* EXERCISE BRIEF
Rewrite the data below as a numbered list with blank lines omitted, covering only the stretch from the line containing "Report x and y for each instance of the blurred dark" through the end of the data.

* PROVIDED RECORDS
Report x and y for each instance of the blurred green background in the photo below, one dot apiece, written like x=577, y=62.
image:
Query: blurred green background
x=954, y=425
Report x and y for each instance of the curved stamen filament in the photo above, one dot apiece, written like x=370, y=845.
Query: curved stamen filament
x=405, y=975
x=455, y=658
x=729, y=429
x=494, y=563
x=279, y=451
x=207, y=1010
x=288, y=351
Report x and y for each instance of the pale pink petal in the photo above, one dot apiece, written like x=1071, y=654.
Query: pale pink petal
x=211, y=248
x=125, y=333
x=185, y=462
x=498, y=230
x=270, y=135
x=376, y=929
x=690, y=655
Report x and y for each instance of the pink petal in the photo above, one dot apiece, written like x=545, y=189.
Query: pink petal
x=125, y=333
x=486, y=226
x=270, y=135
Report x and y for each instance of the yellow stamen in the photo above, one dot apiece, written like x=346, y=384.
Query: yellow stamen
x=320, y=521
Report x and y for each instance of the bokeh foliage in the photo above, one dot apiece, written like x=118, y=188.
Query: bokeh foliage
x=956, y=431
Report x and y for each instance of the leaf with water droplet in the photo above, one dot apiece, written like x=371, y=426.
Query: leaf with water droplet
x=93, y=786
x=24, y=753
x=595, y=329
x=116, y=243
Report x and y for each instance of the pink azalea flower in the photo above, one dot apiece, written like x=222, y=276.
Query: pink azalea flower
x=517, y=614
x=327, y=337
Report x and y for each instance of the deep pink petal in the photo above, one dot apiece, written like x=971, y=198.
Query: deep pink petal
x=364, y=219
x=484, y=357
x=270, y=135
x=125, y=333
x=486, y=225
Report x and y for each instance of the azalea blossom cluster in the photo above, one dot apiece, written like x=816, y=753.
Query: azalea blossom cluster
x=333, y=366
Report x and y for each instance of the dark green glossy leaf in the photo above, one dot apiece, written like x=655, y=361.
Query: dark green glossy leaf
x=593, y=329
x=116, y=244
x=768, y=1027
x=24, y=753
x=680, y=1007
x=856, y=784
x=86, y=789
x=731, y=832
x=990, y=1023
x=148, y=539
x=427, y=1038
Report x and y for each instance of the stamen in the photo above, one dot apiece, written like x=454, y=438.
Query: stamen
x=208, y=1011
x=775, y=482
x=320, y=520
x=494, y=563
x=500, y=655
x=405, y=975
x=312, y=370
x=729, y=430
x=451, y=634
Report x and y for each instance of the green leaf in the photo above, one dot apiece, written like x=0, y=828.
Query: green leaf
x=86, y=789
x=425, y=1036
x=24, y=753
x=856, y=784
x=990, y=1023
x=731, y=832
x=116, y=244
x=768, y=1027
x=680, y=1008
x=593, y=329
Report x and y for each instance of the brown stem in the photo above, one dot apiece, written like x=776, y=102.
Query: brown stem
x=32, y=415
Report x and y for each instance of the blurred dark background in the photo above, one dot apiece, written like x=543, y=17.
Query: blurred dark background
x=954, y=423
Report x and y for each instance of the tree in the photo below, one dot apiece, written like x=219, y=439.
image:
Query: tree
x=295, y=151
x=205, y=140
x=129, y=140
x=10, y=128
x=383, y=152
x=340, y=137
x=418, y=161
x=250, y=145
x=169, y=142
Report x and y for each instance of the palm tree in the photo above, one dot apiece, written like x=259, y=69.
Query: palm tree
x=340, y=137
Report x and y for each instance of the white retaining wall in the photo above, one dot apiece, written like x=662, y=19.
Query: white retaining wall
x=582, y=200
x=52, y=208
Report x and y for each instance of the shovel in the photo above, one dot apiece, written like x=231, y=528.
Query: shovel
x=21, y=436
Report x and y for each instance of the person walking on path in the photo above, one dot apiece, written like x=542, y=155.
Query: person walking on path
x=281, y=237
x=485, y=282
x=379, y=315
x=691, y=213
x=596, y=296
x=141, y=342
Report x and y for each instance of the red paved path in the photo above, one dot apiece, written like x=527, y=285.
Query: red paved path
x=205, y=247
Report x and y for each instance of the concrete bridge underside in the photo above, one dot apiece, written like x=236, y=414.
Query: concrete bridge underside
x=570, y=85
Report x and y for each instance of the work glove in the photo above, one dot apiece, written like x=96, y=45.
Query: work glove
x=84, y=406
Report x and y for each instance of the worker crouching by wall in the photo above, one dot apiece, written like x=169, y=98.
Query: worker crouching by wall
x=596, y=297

* EXERCISE RESULT
1. Report x and y for each instance of the blurred dark background in the photo above, one dot apiece, written like x=543, y=17.
2. Query: blurred dark background
3. x=954, y=423
4. Report x and y for each instance of the tree in the photo below, one dot apiece, written like x=219, y=439.
5. image:
6. Query: tree
7. x=295, y=151
8. x=205, y=140
9. x=129, y=140
10. x=10, y=128
11. x=383, y=152
12. x=340, y=137
13. x=418, y=161
14. x=250, y=145
15. x=169, y=142
16. Report x and y for each instance of the palm tree in the photo above, one dot apiece, written like x=259, y=69.
17. Query: palm tree
18. x=340, y=137
19. Report x and y for each instance of the white retaining wall in the photo above, one dot apiece, written like x=662, y=19.
20. Query: white retaining wall
21. x=582, y=200
22. x=52, y=208
23. Report x and y for each instance of the shovel in the photo above, one dot apiece, written like x=231, y=528.
24. Query: shovel
25. x=21, y=436
26. Report x and y for each instance of the person walking on path in the photo above, one dot apiece, written like x=542, y=155.
27. Query: person walking on path
28. x=281, y=237
29. x=485, y=282
30. x=379, y=315
31. x=691, y=213
32. x=596, y=296
33. x=141, y=342
34. Report x and y for each instance of the red paved path in the photo above, one dot apiece, written like x=527, y=285.
35. Query: red paved path
36. x=205, y=247
37. Report x and y for each instance of the concrete bridge underside in the photo above, one dot apiece, written like x=236, y=414.
38. Query: concrete bridge underside
39. x=570, y=85
40. Report x and y for each instance of the work glove in the photo above, one dot apiece, written like x=96, y=45.
41. Query: work glove
42. x=84, y=406
43. Report x and y for each instance of the worker crouching by wall in the photo above, one dot apiece, written like x=169, y=98.
44. Query: worker crouching by wall
45. x=596, y=297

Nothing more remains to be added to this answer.